WHAT IS EXPECTED:
Locate each line in the rows below that contains the word "grateful", and copy those lines.

DATA FOR THIS TASK:
○ ○ ○ ○ ○

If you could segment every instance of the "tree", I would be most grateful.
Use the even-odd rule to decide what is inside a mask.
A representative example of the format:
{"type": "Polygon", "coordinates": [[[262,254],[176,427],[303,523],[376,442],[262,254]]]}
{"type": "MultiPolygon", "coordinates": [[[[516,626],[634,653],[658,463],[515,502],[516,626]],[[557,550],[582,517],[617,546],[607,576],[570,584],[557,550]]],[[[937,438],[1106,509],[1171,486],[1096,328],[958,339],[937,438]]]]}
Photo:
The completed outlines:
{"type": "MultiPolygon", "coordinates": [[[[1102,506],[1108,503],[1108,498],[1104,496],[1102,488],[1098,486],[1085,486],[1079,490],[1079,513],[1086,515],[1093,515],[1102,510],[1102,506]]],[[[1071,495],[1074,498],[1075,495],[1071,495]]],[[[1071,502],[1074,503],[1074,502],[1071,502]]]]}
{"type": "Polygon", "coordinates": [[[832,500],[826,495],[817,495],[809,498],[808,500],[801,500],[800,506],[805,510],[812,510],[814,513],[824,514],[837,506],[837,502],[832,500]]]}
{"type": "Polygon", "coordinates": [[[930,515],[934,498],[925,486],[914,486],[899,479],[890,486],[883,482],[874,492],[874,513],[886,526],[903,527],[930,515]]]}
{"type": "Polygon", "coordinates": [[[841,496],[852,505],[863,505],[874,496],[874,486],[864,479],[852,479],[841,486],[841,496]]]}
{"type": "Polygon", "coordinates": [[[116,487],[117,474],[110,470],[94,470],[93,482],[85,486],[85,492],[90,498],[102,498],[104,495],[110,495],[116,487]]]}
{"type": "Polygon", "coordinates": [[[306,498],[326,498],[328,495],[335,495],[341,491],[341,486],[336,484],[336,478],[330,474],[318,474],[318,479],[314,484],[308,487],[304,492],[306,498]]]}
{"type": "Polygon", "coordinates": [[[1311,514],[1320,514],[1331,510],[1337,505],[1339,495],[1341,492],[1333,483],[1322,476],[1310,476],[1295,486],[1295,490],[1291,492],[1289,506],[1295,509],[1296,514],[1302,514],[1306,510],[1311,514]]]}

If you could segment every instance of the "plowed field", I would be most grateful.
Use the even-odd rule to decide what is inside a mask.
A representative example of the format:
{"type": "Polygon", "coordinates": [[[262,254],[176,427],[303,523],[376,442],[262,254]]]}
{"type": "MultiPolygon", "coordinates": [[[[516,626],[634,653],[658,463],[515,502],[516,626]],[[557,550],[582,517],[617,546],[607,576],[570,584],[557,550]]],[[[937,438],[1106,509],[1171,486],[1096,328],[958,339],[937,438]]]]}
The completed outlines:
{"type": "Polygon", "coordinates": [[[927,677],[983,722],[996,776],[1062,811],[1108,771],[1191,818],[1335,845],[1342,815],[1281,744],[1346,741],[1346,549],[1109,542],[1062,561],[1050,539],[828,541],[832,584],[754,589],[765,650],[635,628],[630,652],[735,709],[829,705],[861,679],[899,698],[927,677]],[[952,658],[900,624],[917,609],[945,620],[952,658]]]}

○ ○ ○ ○ ○

SOLUTION FOR THIS TASK:
If you could segment every instance of the "tree", I would be most grateful.
If you could segment every instance of the "plowed field", I would be most grateful.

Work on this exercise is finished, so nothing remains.